* Source text *

When your bed is a war zone

A number of couples stay many inches away from each other in bed. There is no difference when you are a foot away from your partner than when you are in two different beds. PHOTO | FILE

What you need to know:

  • Some people choose to go to bed after their partners have fallen asleep to avoid each other. All these behaviours point to lost intimacy: sleeping as far apart from your partner as the bed can allow, and facing away from them. Most of these couples no longer even have sex as part of the marriage.
  • Studies have shown that the stability and happiness of a marriage can be gauged by the distance a couple maintains in bed – the wider the distance, the more troubled a marriage is. Research has shown that intimate couples not only sleep in the same bed but have skin-to-skin contact for most of the night.
  • Skin-to-skin touch is quite therapeutic. It stimulates hormones such as oxytocin that enhance intimacy. These hormones lead to natural attachment, trust and confidence in each other.

Joy came to the clinic to find solutions to a very trivial matter. Her husband had decided to buy an additional bed for their bedroom. “He says there are days we should not sleep in the same bed, that I disturb his sleep when he is tired,” she explained.

The couple had been married for only two years. They were yet to get a baby. According to Joy, trouble started when she had a bad tummy. “I passed gas severally that night,” she explained. “It was embarrassing. I was sorry but my husband just would not take it.”

That one incident gave Andrew, Joy’s husband, reason to complain bitterly about everything else he did not like in bed. He accused her of snoring and pulling the blanket off him in the wee hours of the morning. His solution? Separate beds. “Andrew forgets that he snores the loudest and that he always comes to bed sweaty and smelly,” Joy said in disgust.

Joy and Andrew’s trivial matter is a common problem among couples. A number of couples stay many inches away from each other in bed. There is no difference when you are a foot away from your partner than when you are in two different beds. To maintain the physical distance even further, couples dress horrendously for bed.

* Work request 1 *
Reproduce everything in the bed-sharing article from "What you need" down to "of the marriage.".
* Work request 2 *
For each statement, say yes or no depending on whether it agrees with the bed-sharing article, and quote the article's deciding words: (a) Joy and Andrew had been married for two years. (b) Andrew had decided to move into a separate bedroom. (c) Skin-to-skin touch stimulates hormones such as oxytocin.

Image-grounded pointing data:
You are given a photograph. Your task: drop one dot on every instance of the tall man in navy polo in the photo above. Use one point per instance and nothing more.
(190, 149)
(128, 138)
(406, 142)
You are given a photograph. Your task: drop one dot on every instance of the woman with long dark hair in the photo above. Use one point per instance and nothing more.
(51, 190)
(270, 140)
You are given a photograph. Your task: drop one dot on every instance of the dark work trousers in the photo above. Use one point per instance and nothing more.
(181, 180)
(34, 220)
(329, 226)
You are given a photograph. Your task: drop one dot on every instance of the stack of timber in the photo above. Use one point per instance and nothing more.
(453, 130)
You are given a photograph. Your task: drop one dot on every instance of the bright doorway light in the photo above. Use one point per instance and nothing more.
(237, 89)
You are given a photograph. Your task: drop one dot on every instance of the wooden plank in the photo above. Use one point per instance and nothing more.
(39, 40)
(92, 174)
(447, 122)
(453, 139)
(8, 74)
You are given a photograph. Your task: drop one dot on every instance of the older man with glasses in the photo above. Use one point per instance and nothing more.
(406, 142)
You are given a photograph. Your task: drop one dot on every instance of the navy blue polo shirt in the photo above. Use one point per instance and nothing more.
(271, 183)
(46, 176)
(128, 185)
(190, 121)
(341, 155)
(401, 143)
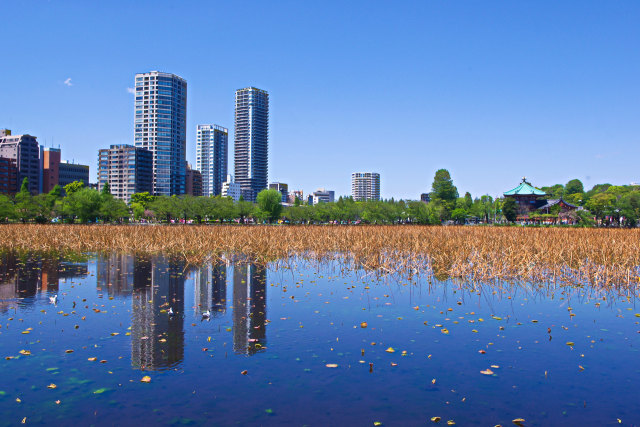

* Response box 1 *
What you need to know:

  • Some people choose to go to bed after their partners have fallen asleep to avoid each other. All these behaviours point to lost intimacy: sleeping as far apart from your partner as the bed can allow, and facing away from them. Most of these couples no longer even have sex as part of the marriage.

* Response box 2 *
(a) Yes: "The couple had been married for only two years."
(b) No: "Her husband had decided to buy an additional bed for their bedroom."
(c) Yes: "It stimulates hormones such as oxytocin that enhance intimacy."